[TEXTO PROPORCIONADO]
Estas referencias hay que vincularlas necesariamente a que la transición emprendida está provocando que los precios de la energía aumenten, lo que explica la inflación que nos empobrece al hacer que las familias pierdan poder adquisitivo, especialmente las más vulnerables; se dificulte la actividad productiva del sector primario, la de los transportistas y se haga perder competitividad a la industria, llegando incluso a hacer imposible la producción, como ha ocurrido en nuestro país con parte del sector industrial electrointensivo.
La crisis de Ucrania, que agudiza todos los efectos negativos a los que nos referimos, parece haber puesto de relieve que la transición energética supone también un cambio en el conjunto de la economía y, lo que es también importante, en los equilibrios geoestratégicos. Posiblemente, esto explica el acto delegado adoptado por la Comisión, según el cual se considera bajo el etiquetado verde a la energía nuclear y al gas, que puede interpretarse como el primer paso para ir cambiando el rumbo a esta política energética, buscando resolver los problemas planteados y ganar en independencia. Más claro en este sentido ha sido la segunda iniciativa, también de la Comisión, conocida como RePowerEU, que propone un plan para reducir un 60% la demanda de gas ruso dejándolo aproximadamente en 655 teravatios, a través de, entre otras actuaciones, diversificar los suministradores, incluidos también los que nos abastecen de gas natural licuado.

[CON LA INFORMACIÓN]
1. Según el texto sobre la transición energética, ¿en qué porcentaje propone el plan RePowerEU reducir la demanda de gas ruso?
2. Prosigue el texto sobre la transición energética a partir de su última oración.

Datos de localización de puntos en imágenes
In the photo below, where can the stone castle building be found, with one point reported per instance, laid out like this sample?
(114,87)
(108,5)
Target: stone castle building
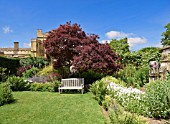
(36,50)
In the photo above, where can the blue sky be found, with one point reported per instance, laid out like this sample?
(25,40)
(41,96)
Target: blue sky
(142,21)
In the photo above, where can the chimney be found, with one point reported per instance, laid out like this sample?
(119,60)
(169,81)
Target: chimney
(16,46)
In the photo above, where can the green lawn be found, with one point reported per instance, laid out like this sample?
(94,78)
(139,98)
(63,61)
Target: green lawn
(51,108)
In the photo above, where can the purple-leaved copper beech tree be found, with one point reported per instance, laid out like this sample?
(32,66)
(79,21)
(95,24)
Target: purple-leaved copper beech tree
(69,45)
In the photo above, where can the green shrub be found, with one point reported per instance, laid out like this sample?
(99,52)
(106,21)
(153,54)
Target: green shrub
(10,63)
(17,83)
(110,79)
(99,89)
(31,72)
(158,99)
(3,75)
(117,115)
(5,94)
(133,76)
(48,87)
(33,61)
(45,71)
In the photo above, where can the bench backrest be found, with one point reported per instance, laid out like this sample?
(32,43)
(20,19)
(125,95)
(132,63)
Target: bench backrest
(72,82)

[RESPUESTAS POR TAREA]
1. En un 60%.

2.
Desgraciadamente, en el caso español la agenda de los responsables de la política energética y su extremismo ideológico, no solo está provocando la pérdida de inversiones en el sector de renovables por la incertidumbre regulatoria que impregna su ejecución, sino que se han posicionado en contra del acto delegado de la Comisión y, en un primer momento, incluso de la decisión RePowerEU, que abriría a España la posibilidad de convertirnos en un centro logístico que llevase a Europa parte del gas que en estos momentos suministra Rusia. No podemos olvidar que la Península Ibérica concentra casi el 30% de la capacidad regasificadora de la UE y dos conexiones con el gas de Argelia, si bien sería imprescindible retomar proyectos que, como el Midcat, mejorasen nuestra conexión con Francia, precisamente en este momento en el que se dan las circunstancias que se señalaron en su día que deberían llevar a reconsiderarlo: la subida de precios del gas y el enfrentamiento con Rusia.
Pues bien, a pesar de que estamos ante un escenario estratégico en el que podemos y debemos acometer reformas estructurales, la izquierda española se empeña, por prejuicio ideológico propio de doctrinarios, en darle la espalda a resolver nuestras debilidades y convertirnos en un país determinante en el suministro energético europeo, porfiando exclusivamente en seguir interviniendo en los mercados, jugando en el corto plazo para estar un día más en el Gobierno, pero no para gobernar.